**Task goal:**
Give every line of the listing word for word, beginning at the first and including the line with "negative clicks: (1328, 1282) (1232, 1386)" as the last.
::::
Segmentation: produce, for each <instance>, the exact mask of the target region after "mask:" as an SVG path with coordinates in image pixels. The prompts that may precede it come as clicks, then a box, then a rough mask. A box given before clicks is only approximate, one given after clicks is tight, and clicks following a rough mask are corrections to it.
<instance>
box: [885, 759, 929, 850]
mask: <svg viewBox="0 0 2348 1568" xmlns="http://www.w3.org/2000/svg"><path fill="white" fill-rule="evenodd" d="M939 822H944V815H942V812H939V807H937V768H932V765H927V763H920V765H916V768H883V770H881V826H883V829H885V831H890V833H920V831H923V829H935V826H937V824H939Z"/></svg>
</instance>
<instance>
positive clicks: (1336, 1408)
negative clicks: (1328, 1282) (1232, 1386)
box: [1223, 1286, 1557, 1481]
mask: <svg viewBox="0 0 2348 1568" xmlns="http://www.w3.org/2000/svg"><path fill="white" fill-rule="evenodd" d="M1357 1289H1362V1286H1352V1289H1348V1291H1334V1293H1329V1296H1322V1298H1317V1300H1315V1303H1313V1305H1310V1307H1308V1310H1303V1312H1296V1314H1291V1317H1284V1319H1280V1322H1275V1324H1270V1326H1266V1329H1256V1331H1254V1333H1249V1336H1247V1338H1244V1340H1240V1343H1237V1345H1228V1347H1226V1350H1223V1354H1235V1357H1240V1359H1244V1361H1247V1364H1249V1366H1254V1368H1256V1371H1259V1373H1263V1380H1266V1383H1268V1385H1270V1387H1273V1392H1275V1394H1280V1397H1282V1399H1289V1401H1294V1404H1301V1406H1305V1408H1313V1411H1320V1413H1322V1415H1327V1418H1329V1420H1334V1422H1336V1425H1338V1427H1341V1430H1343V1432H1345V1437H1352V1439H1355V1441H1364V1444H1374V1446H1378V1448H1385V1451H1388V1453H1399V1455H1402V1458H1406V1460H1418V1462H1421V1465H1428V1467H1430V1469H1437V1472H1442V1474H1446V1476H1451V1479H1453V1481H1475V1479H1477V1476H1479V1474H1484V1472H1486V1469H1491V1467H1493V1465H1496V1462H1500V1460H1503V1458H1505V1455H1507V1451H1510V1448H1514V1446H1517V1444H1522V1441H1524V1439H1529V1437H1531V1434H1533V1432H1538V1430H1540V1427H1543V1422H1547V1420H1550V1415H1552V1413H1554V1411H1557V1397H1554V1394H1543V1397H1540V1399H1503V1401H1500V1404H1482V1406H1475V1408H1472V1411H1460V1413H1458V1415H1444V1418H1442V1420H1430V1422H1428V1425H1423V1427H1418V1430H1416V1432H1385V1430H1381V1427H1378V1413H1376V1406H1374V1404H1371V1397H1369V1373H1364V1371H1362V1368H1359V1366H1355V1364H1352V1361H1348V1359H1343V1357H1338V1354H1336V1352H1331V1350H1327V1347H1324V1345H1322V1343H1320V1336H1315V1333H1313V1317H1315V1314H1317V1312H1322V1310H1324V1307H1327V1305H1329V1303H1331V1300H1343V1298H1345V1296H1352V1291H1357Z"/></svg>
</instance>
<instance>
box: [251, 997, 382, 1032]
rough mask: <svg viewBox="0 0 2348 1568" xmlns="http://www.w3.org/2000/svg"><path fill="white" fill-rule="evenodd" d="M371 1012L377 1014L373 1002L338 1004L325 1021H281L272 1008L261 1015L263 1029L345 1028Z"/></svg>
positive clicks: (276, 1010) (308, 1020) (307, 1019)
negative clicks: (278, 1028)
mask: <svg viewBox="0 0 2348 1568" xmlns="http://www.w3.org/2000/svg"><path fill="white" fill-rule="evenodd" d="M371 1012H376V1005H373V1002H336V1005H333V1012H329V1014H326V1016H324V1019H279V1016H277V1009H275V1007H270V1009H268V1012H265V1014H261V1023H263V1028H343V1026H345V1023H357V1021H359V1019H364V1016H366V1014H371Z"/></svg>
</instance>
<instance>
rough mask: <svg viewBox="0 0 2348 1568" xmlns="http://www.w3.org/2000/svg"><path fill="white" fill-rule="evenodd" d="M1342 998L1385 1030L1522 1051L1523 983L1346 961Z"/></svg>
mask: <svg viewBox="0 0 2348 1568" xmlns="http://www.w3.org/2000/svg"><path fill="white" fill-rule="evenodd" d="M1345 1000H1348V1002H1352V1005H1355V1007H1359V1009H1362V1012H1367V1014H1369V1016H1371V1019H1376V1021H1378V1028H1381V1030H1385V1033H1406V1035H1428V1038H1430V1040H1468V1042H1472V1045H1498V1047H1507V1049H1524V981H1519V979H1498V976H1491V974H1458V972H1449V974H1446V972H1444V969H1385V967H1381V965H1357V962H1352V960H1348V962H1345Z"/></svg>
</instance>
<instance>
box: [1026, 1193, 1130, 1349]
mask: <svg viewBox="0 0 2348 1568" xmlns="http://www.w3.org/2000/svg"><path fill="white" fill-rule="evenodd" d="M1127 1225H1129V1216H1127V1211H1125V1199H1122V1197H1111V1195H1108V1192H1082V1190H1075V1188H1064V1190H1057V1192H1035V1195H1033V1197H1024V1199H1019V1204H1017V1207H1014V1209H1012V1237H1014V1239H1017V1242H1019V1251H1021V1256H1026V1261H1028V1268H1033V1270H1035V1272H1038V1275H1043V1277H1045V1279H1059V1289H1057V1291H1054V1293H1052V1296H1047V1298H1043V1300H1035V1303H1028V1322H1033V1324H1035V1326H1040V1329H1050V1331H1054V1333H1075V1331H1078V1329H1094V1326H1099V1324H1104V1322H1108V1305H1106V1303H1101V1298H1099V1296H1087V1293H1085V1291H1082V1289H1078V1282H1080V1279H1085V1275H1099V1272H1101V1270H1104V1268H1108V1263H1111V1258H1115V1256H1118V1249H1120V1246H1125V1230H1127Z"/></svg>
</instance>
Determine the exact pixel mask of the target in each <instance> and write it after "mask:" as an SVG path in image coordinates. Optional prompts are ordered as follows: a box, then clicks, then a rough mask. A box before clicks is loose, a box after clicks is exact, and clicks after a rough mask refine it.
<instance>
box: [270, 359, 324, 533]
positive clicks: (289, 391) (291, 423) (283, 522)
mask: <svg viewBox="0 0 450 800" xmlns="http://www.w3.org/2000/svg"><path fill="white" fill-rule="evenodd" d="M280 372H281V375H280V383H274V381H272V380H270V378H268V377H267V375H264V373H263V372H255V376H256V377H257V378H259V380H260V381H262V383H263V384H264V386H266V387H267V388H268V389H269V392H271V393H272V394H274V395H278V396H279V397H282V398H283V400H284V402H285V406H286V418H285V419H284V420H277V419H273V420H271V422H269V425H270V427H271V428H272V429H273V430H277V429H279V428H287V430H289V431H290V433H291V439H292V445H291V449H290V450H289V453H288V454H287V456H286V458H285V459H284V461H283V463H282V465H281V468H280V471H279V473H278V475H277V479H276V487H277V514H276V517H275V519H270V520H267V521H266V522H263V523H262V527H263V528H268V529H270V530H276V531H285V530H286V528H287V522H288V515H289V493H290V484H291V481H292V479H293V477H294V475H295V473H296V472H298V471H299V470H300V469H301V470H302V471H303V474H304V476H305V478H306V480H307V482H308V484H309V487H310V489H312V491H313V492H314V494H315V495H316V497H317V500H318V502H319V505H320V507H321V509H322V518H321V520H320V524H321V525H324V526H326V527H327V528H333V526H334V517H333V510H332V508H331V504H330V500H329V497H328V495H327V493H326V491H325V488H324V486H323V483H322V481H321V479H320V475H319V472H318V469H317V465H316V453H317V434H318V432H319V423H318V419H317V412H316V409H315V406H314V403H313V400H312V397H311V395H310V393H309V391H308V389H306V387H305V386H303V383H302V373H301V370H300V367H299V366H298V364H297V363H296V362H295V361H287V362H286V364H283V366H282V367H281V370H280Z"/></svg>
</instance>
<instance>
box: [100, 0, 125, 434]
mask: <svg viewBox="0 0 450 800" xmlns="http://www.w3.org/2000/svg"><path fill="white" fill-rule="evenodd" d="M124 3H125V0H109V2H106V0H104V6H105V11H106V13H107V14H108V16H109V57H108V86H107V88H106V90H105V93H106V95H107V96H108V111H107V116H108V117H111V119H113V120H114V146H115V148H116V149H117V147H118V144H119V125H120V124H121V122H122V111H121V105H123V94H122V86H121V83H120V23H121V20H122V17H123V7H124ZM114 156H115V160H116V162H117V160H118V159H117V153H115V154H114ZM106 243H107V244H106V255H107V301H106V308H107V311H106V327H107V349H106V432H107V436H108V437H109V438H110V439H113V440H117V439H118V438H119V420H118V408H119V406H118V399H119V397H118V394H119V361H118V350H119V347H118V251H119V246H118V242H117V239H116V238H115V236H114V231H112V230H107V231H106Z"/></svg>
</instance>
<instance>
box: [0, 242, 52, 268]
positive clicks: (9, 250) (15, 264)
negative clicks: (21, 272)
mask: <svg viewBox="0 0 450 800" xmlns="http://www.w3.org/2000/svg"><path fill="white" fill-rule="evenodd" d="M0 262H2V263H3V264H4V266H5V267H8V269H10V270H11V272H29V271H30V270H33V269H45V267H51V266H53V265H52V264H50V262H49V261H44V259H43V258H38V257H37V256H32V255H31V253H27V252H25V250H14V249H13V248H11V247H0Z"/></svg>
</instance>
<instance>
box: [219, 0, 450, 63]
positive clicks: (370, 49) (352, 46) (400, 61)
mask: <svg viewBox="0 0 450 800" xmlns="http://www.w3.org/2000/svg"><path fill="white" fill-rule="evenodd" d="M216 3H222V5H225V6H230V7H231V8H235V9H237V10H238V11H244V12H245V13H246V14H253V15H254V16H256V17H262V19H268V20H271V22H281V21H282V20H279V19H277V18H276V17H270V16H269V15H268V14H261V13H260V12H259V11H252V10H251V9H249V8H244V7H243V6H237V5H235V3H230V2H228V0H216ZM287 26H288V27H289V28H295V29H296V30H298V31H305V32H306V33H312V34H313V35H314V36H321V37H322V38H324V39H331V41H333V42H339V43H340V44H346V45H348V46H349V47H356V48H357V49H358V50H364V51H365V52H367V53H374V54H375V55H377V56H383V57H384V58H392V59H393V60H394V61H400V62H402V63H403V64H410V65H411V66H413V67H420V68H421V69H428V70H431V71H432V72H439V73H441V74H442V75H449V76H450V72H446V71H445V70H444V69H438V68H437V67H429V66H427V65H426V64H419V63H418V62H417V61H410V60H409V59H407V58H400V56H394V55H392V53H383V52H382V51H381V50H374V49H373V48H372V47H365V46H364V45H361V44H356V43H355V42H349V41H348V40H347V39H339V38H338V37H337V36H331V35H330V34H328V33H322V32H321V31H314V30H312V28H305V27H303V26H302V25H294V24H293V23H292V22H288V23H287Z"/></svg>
::::
**Exercise response:**
Segmentation: produce, for each <instance>, the exact mask of the target region after "mask:" as an SVG path with coordinates in image pixels. The prompts that may precede it come as clicks, then a box, then a rough mask. A box given before clicks is only approximate, one given after clicks is tight, and clicks following a rough mask are corrections to it.
<instance>
box: [885, 759, 929, 850]
mask: <svg viewBox="0 0 2348 1568" xmlns="http://www.w3.org/2000/svg"><path fill="white" fill-rule="evenodd" d="M939 822H944V815H942V812H939V807H937V768H932V765H927V763H920V765H916V768H883V770H881V826H883V829H885V831H890V833H920V831H923V829H935V826H937V824H939Z"/></svg>
</instance>
<instance>
positive clicks: (1336, 1408)
negative clicks: (1328, 1282) (1232, 1386)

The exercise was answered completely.